------ Data rows ------
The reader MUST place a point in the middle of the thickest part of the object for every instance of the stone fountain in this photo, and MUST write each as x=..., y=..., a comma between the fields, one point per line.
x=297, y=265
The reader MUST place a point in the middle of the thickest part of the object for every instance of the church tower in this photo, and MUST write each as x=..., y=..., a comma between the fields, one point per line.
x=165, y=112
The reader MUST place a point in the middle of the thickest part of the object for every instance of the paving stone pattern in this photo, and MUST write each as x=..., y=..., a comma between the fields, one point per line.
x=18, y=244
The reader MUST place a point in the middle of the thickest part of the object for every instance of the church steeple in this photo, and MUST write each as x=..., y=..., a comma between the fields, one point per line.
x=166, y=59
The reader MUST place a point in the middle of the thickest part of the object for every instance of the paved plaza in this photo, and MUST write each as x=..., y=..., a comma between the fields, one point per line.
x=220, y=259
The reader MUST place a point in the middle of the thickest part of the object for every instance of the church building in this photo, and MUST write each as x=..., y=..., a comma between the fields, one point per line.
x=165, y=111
------
Lay out every line of the data above as a numbered list, omitting any blank lines.

*Answer to this problem*.
1. The reader MUST place a point in the middle of the thickest part of the object for every instance of the stone fountain in this photo, and MUST write each as x=..., y=..., a comma between the fields, one point per line.
2. x=297, y=265
3. The reader MUST place a point in the middle of the thickest part of the object for every instance of the church tower in this photo, and MUST write each as x=..., y=..., a comma between the fields, one point per line.
4. x=165, y=112
5. The reader MUST place a point in the middle of the thickest part of the object for every instance of the paving stone pattern in this photo, and MUST write each as x=..., y=..., a comma between the fields, one point per line.
6. x=18, y=244
7. The reader MUST place a point in the middle of the thickest part of the object for every instance of the church steeple in this photo, and MUST write each as x=..., y=..., a comma between the fields, one point per line.
8. x=166, y=59
9. The reader MUST place a point in the middle of the thickest part of the object for every instance of the paved plaza in this photo, and MUST write each as x=..., y=..., a comma between the fields, one point per line.
10. x=220, y=259
11. The reader MUST place a point in the middle of the thickest part of the object for every instance of the church building in this photo, and MUST write each as x=..., y=..., a comma between the fields, one point per line.
12. x=165, y=111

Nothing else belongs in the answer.